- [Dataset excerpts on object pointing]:

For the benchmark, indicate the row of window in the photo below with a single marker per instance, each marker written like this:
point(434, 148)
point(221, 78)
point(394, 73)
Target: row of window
--
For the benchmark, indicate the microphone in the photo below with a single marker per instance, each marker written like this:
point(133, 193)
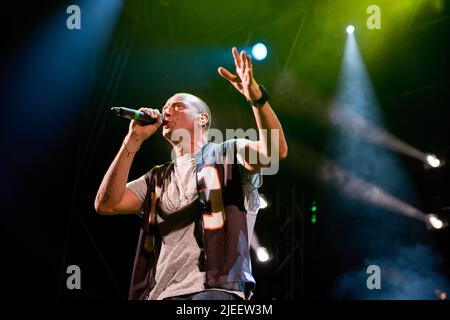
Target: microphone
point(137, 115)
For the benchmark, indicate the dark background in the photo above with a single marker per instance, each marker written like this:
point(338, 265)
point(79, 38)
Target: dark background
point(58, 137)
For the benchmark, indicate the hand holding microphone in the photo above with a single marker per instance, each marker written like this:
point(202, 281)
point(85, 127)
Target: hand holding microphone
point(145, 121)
...
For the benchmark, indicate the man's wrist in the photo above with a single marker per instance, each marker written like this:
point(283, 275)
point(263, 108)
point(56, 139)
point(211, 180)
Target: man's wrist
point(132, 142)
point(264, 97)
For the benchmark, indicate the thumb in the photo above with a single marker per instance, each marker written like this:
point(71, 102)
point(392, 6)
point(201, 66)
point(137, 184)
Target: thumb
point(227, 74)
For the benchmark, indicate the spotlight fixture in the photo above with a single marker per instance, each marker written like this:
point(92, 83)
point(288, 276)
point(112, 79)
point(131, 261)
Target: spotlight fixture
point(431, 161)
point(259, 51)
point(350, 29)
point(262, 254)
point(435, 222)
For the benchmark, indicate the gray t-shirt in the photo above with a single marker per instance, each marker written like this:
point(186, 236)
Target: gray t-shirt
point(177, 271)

- [Problem requirements]: Print the stretch of the listing from the line that contains "For the benchmark, indicate the microphone" through the line that contains "point(145, 121)", keeping every line unchanged. Leave the pictures out of your answer.

- [Completed exercise]:
For the benchmark, indicate the microphone in the photo below with a single marker per instance, each marker written like this:
point(133, 193)
Target: microphone
point(137, 115)
For the benchmark, indicate the dark background in the photo above with a single marker per instance, each marker written like this:
point(338, 265)
point(79, 38)
Target: dark background
point(58, 137)
For the benchmark, indicate the hand holding microphone in the photo above with a single marker per instance, each marker written like this:
point(202, 281)
point(85, 127)
Target: hand holding microphone
point(145, 121)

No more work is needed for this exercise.